Contour annotation records:
********

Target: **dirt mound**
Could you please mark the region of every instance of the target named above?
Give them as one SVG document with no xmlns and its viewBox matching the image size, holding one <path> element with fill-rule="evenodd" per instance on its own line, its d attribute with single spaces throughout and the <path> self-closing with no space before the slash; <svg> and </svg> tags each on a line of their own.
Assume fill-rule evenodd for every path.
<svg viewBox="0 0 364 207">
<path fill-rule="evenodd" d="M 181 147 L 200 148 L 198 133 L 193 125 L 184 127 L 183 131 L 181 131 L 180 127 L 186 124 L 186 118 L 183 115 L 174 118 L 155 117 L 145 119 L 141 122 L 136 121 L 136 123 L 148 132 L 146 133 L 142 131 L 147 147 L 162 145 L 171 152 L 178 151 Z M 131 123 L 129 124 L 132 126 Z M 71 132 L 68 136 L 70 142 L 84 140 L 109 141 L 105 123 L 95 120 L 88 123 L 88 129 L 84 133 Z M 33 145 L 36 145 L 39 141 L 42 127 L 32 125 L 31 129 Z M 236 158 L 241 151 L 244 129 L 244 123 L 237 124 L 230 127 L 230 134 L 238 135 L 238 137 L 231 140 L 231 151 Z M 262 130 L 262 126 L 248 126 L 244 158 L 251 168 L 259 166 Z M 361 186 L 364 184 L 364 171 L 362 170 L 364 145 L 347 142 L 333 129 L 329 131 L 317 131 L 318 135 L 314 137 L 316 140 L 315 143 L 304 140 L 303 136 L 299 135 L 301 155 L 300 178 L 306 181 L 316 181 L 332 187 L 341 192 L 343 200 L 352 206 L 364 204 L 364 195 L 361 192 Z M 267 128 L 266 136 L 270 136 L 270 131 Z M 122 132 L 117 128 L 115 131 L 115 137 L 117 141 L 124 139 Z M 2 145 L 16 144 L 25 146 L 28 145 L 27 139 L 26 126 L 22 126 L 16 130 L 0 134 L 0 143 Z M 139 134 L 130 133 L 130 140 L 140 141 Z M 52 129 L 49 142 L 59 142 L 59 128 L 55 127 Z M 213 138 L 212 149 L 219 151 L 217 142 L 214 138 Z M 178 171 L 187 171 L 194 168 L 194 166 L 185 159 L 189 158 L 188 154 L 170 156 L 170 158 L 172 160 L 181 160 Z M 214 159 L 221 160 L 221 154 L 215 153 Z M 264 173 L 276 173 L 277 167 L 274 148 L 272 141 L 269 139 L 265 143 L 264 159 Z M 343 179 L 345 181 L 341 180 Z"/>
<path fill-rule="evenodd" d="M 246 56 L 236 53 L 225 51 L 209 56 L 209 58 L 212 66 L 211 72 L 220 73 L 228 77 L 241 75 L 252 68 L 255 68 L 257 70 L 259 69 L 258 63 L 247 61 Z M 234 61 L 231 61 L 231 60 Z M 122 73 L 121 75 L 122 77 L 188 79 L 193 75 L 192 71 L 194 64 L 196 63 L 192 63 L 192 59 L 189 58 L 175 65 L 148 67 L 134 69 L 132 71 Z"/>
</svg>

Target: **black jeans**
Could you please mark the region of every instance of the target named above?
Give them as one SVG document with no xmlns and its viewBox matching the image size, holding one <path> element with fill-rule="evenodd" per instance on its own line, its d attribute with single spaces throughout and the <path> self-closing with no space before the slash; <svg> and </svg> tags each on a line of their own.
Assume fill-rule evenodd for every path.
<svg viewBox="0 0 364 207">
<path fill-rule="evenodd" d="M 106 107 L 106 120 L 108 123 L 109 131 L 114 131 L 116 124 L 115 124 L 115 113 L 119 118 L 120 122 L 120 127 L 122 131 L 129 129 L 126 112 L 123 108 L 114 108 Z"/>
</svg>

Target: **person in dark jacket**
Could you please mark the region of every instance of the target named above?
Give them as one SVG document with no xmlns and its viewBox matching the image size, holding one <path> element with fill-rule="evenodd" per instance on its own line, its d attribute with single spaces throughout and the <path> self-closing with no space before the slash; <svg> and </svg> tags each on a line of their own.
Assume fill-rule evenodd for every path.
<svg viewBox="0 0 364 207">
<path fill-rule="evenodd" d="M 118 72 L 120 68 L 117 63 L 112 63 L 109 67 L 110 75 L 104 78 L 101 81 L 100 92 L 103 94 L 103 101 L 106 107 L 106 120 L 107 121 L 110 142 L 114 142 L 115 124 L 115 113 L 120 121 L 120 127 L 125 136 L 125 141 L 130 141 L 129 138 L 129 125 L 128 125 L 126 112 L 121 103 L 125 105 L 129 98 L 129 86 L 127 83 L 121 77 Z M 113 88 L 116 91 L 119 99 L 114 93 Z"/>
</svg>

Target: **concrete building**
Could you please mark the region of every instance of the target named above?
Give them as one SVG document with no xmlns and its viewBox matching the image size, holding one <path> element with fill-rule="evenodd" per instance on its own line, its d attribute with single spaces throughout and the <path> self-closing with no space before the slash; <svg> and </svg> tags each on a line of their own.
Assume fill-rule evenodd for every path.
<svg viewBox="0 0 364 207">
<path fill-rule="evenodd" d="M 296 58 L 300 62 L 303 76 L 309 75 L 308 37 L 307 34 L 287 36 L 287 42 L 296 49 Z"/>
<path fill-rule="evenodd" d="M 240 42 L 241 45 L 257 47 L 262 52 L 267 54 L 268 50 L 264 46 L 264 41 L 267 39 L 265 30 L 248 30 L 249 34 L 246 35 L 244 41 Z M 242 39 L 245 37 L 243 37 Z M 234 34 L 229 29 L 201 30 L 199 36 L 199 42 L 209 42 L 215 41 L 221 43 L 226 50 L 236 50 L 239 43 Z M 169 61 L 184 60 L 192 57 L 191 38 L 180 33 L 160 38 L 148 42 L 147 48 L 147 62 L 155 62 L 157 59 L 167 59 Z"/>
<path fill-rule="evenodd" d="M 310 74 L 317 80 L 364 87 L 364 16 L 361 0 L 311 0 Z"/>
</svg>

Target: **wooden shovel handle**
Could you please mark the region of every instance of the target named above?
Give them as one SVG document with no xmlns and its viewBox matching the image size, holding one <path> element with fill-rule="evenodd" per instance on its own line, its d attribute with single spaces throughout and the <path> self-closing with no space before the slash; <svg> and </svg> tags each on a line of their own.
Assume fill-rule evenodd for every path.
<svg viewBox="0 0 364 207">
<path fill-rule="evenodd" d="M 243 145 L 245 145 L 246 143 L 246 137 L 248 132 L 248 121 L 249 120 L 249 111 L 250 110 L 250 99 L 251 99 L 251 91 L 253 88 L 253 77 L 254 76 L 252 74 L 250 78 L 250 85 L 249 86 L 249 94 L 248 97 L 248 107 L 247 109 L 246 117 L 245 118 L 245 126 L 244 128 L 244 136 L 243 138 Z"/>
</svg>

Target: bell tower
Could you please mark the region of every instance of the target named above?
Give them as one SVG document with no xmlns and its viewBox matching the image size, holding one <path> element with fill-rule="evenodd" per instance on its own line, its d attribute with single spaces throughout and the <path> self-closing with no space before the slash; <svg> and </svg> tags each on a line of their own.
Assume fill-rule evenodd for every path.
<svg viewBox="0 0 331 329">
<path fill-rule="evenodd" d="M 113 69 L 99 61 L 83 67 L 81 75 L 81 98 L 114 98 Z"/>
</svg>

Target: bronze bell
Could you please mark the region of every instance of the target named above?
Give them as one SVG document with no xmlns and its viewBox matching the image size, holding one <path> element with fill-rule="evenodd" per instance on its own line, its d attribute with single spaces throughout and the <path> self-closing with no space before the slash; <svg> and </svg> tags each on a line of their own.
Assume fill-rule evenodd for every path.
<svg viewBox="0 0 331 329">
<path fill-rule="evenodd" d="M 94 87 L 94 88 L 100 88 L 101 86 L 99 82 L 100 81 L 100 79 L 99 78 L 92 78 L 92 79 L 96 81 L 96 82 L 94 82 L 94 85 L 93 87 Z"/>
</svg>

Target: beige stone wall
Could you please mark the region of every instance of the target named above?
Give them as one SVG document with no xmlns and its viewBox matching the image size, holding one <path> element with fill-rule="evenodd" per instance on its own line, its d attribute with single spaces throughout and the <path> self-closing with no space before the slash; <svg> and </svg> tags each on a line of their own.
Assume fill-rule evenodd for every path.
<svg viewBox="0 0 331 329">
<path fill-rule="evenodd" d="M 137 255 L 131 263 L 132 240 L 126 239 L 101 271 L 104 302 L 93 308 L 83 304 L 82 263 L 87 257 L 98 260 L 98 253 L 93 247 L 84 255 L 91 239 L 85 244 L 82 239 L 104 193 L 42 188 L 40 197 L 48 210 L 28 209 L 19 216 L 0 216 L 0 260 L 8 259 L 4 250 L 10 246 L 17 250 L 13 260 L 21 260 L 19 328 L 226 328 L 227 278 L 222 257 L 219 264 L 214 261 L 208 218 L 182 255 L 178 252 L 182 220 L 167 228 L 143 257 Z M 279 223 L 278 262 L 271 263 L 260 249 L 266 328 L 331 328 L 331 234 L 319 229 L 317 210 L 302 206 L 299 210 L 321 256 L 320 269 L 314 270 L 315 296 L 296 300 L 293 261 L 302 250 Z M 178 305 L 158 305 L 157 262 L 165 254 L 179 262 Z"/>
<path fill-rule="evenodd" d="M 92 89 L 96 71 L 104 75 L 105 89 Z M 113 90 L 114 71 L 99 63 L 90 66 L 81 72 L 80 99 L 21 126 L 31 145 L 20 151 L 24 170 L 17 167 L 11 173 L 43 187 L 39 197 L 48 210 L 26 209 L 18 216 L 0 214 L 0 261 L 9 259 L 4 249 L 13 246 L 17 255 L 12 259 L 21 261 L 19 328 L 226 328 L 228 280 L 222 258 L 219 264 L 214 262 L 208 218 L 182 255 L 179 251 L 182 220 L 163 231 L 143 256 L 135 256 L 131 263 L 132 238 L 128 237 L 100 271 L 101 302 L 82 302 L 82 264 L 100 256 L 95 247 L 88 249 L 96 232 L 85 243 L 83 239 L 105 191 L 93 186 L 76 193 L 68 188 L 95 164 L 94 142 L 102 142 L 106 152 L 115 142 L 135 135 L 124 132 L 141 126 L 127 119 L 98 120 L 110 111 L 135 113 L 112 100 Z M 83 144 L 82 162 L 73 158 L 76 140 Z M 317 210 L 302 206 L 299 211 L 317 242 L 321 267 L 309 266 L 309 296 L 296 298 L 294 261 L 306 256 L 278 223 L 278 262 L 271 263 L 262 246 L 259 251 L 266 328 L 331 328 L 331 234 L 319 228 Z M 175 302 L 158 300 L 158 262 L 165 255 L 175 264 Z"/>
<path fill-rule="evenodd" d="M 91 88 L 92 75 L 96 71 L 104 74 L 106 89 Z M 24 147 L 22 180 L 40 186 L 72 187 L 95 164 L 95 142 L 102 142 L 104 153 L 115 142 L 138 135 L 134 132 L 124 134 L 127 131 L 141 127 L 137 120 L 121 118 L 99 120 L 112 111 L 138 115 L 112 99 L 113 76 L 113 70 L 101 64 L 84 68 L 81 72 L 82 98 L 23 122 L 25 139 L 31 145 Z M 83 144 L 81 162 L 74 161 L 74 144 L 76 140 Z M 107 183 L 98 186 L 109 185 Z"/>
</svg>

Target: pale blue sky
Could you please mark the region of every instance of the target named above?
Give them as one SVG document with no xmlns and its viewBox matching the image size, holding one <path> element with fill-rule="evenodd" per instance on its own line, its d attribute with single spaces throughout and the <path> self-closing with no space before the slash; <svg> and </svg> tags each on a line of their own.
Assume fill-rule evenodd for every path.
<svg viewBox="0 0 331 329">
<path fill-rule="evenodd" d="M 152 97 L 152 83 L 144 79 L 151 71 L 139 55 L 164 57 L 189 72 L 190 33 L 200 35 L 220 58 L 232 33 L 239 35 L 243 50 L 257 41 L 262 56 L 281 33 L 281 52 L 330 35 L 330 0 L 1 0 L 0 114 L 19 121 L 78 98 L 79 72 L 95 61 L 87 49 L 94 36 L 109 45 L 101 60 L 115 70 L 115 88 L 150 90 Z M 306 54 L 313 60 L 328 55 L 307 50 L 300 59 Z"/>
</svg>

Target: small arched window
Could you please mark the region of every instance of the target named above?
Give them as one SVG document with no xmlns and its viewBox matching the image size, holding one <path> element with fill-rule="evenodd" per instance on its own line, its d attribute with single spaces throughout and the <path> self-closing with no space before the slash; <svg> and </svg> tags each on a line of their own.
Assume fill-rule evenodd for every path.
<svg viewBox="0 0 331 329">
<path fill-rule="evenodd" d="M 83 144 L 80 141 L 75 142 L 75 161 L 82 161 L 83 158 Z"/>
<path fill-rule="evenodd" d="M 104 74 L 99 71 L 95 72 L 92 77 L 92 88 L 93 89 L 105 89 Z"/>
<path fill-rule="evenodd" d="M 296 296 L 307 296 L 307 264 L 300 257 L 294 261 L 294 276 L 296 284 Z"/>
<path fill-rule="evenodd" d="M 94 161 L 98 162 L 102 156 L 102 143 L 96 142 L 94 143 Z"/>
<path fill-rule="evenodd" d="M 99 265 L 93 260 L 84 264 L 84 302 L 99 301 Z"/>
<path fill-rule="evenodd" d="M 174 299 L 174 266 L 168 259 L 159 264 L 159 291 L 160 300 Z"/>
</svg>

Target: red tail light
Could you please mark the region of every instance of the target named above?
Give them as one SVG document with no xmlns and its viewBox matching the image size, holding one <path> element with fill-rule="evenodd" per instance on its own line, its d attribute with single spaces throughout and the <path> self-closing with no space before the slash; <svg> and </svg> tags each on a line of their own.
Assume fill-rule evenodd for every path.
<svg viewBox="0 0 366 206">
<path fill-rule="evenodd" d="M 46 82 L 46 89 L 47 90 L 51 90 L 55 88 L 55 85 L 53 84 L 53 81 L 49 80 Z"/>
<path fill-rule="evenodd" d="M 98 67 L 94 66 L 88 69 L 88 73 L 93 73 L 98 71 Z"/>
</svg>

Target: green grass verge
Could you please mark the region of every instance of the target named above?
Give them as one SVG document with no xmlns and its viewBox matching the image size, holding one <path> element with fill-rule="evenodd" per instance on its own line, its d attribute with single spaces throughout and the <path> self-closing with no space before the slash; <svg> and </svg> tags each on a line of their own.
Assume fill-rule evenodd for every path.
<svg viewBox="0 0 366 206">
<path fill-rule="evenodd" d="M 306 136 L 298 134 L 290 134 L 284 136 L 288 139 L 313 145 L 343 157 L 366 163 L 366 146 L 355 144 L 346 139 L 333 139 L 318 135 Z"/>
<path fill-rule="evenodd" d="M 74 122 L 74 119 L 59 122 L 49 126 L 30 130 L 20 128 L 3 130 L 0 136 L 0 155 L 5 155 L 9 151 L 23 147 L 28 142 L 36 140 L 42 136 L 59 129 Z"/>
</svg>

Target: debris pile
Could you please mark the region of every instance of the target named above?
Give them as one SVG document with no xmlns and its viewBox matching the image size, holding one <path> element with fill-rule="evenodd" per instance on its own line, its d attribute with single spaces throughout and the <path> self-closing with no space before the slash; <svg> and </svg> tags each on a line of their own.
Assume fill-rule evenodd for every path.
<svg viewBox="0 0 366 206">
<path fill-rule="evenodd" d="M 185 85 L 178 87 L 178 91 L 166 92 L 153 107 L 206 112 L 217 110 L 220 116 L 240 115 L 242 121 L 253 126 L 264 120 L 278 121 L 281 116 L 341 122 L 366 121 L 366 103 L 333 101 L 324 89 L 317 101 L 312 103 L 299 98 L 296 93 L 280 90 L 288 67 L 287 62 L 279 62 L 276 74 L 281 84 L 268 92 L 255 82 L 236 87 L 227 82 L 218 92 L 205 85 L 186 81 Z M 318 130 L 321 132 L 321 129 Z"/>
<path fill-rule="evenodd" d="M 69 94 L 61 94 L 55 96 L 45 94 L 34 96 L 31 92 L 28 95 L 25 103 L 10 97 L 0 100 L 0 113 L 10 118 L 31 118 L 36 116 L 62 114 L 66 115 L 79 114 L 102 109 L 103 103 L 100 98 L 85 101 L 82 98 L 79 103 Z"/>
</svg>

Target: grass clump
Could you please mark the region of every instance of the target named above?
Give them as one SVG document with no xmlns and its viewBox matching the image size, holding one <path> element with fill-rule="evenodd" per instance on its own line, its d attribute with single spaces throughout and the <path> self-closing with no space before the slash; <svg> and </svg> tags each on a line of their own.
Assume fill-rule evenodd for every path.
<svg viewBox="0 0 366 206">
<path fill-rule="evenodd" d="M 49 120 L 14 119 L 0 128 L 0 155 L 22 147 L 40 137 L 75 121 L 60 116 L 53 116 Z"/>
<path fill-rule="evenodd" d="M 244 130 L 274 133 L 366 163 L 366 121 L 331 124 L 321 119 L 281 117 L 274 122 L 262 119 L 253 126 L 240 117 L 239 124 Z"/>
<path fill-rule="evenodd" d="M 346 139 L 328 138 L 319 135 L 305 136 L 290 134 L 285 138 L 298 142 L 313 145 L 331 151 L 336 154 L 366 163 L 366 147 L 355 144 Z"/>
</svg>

********

> DIRECTIONS
Convert the records from the line with "Target: **concrete building**" to the line with "296 58 L 300", both included, into a two-column CSV with the columns "prompt" and "reply". Give one row per record, with each field quoted and line breaks turned into spaces.

> COMPLETE ANSWER
prompt,reply
"Target: **concrete building** Could you please mark the region of every instance of the target named above? Give them as one SVG document with no xmlns and its viewBox matching the image size, holding one <path> element with fill-rule=""evenodd"" per instance on its own line, its d attribute with single spaces throughout and the <path> self-closing with no space before the slash; <svg> and </svg> tags each on a line of their own. Assume fill-rule evenodd for every path.","<svg viewBox=""0 0 364 207""> <path fill-rule=""evenodd"" d=""M 296 58 L 300 62 L 303 76 L 309 75 L 308 37 L 307 34 L 287 36 L 287 42 L 296 49 Z""/>"